- **Description of the task**: Put the lines below into a JSON list of strings, with one string per line and any blank lines left out.

- **Material provided**:
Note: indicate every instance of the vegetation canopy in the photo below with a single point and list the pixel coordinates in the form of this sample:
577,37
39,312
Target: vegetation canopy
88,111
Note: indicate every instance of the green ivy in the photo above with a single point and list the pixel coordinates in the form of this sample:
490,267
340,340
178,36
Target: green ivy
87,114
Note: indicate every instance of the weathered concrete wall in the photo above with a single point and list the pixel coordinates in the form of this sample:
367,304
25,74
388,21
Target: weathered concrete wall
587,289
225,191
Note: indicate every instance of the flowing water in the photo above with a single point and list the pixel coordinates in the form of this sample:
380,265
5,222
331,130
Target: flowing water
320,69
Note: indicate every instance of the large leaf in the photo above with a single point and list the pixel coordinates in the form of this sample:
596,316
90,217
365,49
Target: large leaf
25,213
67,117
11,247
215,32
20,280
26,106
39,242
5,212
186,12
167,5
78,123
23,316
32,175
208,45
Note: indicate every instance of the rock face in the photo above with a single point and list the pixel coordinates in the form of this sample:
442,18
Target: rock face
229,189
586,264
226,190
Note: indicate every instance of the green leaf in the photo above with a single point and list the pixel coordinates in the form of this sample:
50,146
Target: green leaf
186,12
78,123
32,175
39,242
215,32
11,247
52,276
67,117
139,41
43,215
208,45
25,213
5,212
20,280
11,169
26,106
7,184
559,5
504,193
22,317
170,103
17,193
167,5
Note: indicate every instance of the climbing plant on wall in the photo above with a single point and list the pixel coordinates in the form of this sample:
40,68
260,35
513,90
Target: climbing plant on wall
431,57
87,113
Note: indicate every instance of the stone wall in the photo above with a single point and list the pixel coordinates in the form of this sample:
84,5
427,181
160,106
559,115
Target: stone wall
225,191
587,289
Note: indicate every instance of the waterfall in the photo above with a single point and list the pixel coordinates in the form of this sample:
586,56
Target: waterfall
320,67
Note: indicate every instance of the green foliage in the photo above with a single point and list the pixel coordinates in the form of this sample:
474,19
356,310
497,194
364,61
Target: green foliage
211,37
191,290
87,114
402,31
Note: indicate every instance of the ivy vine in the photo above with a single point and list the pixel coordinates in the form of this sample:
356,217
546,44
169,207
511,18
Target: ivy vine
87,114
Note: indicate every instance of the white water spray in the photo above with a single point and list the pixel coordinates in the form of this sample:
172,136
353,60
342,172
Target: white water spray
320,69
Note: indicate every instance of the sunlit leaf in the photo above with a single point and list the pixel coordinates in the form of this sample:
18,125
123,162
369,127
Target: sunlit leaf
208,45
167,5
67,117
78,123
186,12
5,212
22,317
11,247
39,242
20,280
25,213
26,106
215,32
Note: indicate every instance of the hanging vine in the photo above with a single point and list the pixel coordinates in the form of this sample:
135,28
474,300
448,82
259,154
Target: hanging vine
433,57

- **Reply to the exercise**:
[
  "Note: indicate every instance of the vegetation canopy in the photo below with a single point and list the pixel coordinates in the form of this sample:",
  "577,37",
  "39,312",
  "Target: vegetation canopy",
  "88,111",
  "Note: indicate every instance of the green ivy in the photo above with a single point and list the pixel coordinates in the form of this sample:",
  "490,267",
  "340,340",
  "178,36",
  "Target: green ivy",
  "87,114",
  "Note: indicate every instance of the weathered concrete wall in the photo above with a single point and list the pixel coordinates in the form of this sample:",
  "367,304",
  "25,74",
  "388,21",
  "Target: weathered concrete wall",
  "587,289",
  "225,191",
  "Note: indicate every instance of the flowing water in the photo above with a single point and list the pixel coordinates in the form of this sample:",
  "380,265",
  "5,222",
  "331,130",
  "Target: flowing water",
  "320,69",
  "Note: indicate every instance of the large leaf in the photo above with a single point and list the pixel coordinates in the form of this sample:",
  "596,316",
  "90,217",
  "365,49",
  "Target: large leaf",
  "25,213",
  "67,117",
  "11,247",
  "215,32",
  "20,280",
  "26,106",
  "39,242",
  "5,212",
  "186,12",
  "167,5",
  "78,123",
  "23,316",
  "32,175",
  "208,45",
  "Note: indicate every instance of the rock face in the photo above with a single point and list the pixel coordinates in the form of this sample:",
  "442,18",
  "Target: rock face",
  "229,189",
  "586,264",
  "226,190",
  "Note: indicate every instance of the green leaf in the photo above with a single point and list the pixel coordinates in the form of this sample:",
  "50,146",
  "Target: green leaf",
  "186,12",
  "78,123",
  "32,175",
  "39,242",
  "215,32",
  "11,247",
  "52,276",
  "67,117",
  "139,41",
  "43,215",
  "208,45",
  "25,213",
  "5,212",
  "20,280",
  "11,169",
  "26,106",
  "7,184",
  "559,5",
  "504,193",
  "22,317",
  "170,103",
  "17,193",
  "167,5",
  "Note: indicate every instance of the climbing plant on wall in the photo above with a single point and list the pixel coordinates in the form of this sample:",
  "40,68",
  "260,35",
  "513,90",
  "Target: climbing plant on wall",
  "431,57",
  "87,113",
  "Note: indicate every instance of the stone wall in the photo above with a single point and list the pixel coordinates in the form of this sample:",
  "84,5",
  "427,181",
  "160,106",
  "559,115",
  "Target: stone wall",
  "225,191",
  "587,289",
  "Note: indicate every instance of the waterfall in the photo above with a single point and list the pixel coordinates in the form of this sample:",
  "586,56",
  "Target: waterfall",
  "320,67",
  "Note: indicate every instance of the green foliage in the photo above with a single point and list the pixel coordinates in the form of this sample:",
  "474,19",
  "356,310",
  "497,194",
  "364,61",
  "Target: green foliage",
  "211,37",
  "191,290",
  "87,114",
  "402,31",
  "Note: indicate every instance of the ivy vine in the photo above with a single point and list the pixel coordinates in the form of this sample:",
  "356,217",
  "546,44",
  "169,207",
  "511,18",
  "Target: ivy vine",
  "87,114",
  "Note: indicate every instance of the white water spray in the photo above with a single point and list the pixel coordinates in the form of this sample:",
  "172,136",
  "353,60",
  "342,172",
  "Target: white water spray",
  "320,69",
  "Note: indicate every instance of the sunlit leaf in the photo above with a single point and list the pixel coordinates in the form of this sample:",
  "18,125",
  "123,162",
  "369,127",
  "Target: sunlit leaf",
  "208,45",
  "167,5",
  "67,117",
  "78,123",
  "186,12",
  "5,212",
  "22,317",
  "11,247",
  "39,242",
  "20,280",
  "25,213",
  "26,106",
  "215,32",
  "Note: indicate every instance of the hanging vine in the photo above with a single point and list the pixel coordinates in the form of this sample:",
  "135,28",
  "474,300",
  "448,82",
  "259,154",
  "Target: hanging vine",
  "433,57"
]